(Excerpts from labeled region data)

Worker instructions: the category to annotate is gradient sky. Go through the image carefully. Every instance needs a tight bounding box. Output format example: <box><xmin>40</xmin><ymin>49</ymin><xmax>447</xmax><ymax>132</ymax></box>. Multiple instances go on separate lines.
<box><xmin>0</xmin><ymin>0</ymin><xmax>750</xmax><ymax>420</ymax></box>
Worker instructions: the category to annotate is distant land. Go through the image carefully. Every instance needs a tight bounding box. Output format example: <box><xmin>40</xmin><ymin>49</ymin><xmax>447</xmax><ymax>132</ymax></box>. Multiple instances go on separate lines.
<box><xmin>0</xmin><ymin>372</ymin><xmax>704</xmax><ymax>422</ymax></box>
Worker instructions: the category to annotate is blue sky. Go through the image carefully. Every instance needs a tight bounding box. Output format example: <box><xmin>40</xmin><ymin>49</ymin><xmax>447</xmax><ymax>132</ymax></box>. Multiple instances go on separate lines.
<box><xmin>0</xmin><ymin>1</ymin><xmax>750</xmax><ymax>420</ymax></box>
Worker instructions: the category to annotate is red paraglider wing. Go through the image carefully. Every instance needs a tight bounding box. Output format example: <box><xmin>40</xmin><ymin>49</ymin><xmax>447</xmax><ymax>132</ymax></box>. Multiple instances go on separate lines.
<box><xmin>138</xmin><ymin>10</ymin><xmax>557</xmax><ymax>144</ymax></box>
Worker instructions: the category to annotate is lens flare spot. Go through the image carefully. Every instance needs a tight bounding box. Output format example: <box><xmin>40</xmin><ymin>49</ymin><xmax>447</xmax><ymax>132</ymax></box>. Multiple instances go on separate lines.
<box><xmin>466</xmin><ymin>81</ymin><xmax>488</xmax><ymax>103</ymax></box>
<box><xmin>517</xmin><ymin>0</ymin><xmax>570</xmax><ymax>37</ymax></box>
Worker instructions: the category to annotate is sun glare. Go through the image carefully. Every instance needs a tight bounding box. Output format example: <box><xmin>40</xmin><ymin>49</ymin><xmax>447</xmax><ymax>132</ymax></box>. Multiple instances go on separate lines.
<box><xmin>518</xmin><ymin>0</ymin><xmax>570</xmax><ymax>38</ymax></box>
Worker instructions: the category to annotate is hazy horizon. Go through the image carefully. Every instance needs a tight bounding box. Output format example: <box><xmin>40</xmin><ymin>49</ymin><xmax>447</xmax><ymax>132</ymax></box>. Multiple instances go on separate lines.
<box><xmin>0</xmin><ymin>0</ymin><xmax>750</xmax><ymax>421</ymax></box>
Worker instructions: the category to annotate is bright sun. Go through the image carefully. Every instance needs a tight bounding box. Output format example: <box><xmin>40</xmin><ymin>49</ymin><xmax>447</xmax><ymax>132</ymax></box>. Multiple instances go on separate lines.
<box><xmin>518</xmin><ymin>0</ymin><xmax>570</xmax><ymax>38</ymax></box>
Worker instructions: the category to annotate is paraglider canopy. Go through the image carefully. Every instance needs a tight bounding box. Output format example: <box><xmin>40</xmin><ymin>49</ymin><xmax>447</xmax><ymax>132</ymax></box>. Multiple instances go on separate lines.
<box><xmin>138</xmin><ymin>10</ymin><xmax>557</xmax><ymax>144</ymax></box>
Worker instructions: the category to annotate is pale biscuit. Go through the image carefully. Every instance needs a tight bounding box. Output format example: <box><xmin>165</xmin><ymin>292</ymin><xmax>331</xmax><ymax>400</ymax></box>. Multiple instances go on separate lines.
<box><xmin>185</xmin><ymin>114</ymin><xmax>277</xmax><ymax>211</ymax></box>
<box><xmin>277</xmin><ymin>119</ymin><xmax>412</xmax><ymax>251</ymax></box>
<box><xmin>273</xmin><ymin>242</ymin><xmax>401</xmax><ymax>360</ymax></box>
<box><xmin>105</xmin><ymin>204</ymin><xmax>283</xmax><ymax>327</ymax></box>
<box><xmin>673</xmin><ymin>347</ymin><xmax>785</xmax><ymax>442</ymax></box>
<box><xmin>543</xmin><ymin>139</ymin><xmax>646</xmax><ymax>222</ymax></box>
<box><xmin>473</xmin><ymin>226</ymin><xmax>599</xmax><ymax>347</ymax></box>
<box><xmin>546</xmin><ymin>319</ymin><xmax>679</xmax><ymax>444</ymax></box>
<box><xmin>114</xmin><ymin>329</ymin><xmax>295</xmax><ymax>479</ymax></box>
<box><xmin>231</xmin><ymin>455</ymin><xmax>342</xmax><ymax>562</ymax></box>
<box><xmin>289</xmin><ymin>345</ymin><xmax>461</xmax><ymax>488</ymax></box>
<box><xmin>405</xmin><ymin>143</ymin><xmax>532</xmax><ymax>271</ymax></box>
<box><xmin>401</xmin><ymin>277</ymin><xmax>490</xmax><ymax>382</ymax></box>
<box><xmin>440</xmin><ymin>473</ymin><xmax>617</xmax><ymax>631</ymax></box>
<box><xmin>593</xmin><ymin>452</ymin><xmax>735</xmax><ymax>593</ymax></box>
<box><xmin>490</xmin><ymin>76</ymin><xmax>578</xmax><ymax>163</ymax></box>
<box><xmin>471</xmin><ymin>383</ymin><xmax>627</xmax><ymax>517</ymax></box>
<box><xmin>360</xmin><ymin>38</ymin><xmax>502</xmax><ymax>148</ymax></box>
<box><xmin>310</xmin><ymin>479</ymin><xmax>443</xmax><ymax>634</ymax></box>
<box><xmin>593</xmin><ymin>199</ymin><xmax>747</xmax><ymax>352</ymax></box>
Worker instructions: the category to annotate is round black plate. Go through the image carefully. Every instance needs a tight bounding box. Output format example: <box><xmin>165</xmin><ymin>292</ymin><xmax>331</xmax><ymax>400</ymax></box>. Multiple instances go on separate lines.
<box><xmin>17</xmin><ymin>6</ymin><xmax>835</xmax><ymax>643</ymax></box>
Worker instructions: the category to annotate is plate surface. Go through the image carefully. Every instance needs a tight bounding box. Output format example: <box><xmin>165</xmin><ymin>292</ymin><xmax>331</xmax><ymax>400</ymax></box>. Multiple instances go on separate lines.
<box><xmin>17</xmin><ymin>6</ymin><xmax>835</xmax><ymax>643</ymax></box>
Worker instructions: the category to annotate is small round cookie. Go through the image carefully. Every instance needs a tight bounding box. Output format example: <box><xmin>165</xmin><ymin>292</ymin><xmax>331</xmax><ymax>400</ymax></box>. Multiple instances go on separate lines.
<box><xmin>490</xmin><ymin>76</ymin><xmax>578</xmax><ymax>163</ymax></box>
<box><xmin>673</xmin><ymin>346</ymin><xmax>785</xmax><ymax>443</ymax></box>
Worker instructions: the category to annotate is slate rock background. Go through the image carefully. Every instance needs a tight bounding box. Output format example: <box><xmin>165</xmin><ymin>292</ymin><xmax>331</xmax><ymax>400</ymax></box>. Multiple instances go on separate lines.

TASK TO COMPLETE | Report every line of the records above that contains the word "canopy", copying each line in full.

PROBLEM SOLUTION |
Worker instructions: the category to annotate is paraglider canopy. Go through the image carefully. Every instance needs a tight bounding box. Output format example: <box><xmin>40</xmin><ymin>49</ymin><xmax>447</xmax><ymax>132</ymax></box>. Multiple instances go on separate lines.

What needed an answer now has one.